Exercise prompt. An exact, complete copy of the entries is what is needed.

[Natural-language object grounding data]
● ● ● ● ● ● ●
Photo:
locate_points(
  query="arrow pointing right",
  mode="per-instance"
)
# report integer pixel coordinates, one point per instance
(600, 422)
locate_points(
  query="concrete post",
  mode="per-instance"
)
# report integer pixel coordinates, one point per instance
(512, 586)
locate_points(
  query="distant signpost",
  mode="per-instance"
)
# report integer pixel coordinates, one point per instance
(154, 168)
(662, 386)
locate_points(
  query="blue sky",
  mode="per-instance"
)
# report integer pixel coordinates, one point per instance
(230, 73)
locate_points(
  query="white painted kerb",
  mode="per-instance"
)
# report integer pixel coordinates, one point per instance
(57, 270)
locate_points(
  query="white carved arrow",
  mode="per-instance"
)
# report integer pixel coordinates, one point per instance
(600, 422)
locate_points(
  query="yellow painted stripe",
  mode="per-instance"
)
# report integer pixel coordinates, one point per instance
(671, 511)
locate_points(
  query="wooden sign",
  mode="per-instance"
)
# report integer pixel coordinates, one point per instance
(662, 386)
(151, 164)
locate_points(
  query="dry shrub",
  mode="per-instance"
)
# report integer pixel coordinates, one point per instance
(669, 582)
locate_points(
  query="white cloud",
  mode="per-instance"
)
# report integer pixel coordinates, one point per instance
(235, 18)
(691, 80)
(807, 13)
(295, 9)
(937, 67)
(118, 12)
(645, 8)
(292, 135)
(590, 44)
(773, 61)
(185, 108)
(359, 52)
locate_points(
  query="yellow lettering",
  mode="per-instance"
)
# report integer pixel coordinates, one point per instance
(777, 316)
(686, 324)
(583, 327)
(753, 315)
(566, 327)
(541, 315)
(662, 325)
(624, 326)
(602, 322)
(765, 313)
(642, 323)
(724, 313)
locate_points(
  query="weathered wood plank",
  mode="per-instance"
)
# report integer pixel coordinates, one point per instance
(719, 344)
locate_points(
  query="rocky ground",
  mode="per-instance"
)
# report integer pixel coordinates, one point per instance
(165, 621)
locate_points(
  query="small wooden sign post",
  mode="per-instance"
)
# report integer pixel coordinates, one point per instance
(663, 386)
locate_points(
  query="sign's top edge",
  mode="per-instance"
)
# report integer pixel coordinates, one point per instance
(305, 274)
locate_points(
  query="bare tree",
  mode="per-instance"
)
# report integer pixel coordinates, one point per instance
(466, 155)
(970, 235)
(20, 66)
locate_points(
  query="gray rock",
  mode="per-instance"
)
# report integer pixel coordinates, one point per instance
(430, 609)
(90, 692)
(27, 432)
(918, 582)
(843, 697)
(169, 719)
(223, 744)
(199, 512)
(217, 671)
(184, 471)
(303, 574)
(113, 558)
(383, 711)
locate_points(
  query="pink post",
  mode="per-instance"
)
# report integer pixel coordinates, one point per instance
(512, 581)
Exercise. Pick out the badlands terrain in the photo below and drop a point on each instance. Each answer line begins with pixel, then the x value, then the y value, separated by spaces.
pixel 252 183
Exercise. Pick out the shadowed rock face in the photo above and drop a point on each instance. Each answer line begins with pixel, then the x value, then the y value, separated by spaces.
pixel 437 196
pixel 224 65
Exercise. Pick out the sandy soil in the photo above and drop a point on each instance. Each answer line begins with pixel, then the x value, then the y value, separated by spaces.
● ● ● ● ● ● ●
Task output.
Photo:
locate_points(
  query="arrow pointing right",
  mode="per-instance"
)
# report integer pixel coordinates, one point per instance
(600, 422)
locate_points(
  query="concrete post",
  mode="per-instance"
)
# report integer pixel coordinates, one point per instance
(512, 586)
locate_points(
  query="distant signpost",
  mode="per-instance"
)
# report integer pixel coordinates, one point per instance
(154, 168)
(662, 386)
locate_points(
  query="blue sky",
  mode="per-instance"
)
# report integer pixel coordinates, one point per instance
(230, 73)
locate_points(
  query="white painted kerb",
  mode="per-instance"
)
# report integer pixel coordinates, one point per instance
(57, 270)
locate_points(
  query="white carved arrow",
  mode="per-instance"
)
# report integer pixel coordinates, one point per instance
(600, 422)
locate_points(
  query="yellow painted stripe",
  mode="per-instance"
)
# report integer pixel coordinates, one point per instance
(671, 511)
locate_points(
  query="wooden sign",
  mode="per-instance"
)
# report integer pixel coordinates, one point per instance
(662, 386)
(151, 164)
locate_points(
  query="dry shrub",
  mode="per-instance"
)
# report integer pixel coordinates, one point per instance
(669, 582)
locate_points(
  query="white cloud",
  mode="per-instance"
)
# report integer pixel coordinates, one point per instance
(235, 18)
(691, 80)
(807, 13)
(295, 9)
(937, 67)
(118, 12)
(645, 8)
(292, 135)
(590, 44)
(773, 61)
(185, 108)
(359, 52)
locate_points(
  query="yellow lettering",
  mode="per-instance"
)
# report integer pixel coordinates, one point per instance
(777, 316)
(686, 324)
(583, 327)
(753, 315)
(566, 327)
(541, 315)
(662, 325)
(624, 326)
(602, 322)
(765, 313)
(642, 323)
(724, 313)
locate_points(
  query="weathered wood plank",
  mode="per-instance"
)
# report integer pixel coordinates, one point per instance
(719, 344)
locate_points(
  query="rocky ground",
  mode="per-instance"
)
# report integer pixel coordinates, one point per instance
(165, 621)
locate_points(
  query="small wooden sign post",
  mode="per-instance"
)
# report integer pixel coordinates, one point per instance
(663, 386)
locate_points(
  query="sign's top edge",
  mode="per-instance"
)
# report integer pixel coordinates, one point per instance
(305, 274)
locate_points(
  query="bare tree",
  mode="per-instance"
)
# report integer pixel coordinates, one point per instance
(466, 155)
(970, 235)
(20, 66)
locate_points(
  query="gray rock",
  mode="per-instance"
)
# report integer pixel coordinates, one point per instance
(430, 609)
(90, 692)
(27, 432)
(918, 582)
(843, 697)
(169, 719)
(223, 744)
(199, 512)
(217, 671)
(184, 471)
(303, 574)
(113, 558)
(383, 711)
locate_points(
  query="pink post",
  mode="per-instance"
)
# report integer pixel coordinates, one point per instance
(512, 581)
Exercise. Pick out the badlands terrain in the photo below and drop a point on each instance. Each answer line begins with pixel, then the x value, then the y value, separated by spaces.
pixel 252 183
Exercise. Pick out the shadowed rock face in the photo above and drop a point on each instance. Each answer line begins with pixel, then the x value, then the y value, separated by spaces.
pixel 437 196
pixel 224 65
Exercise. Pick out the sandy soil in the photo above and drop a point on each instance. Each answer line begins with pixel, then the x value, then the y value, separated by spaces.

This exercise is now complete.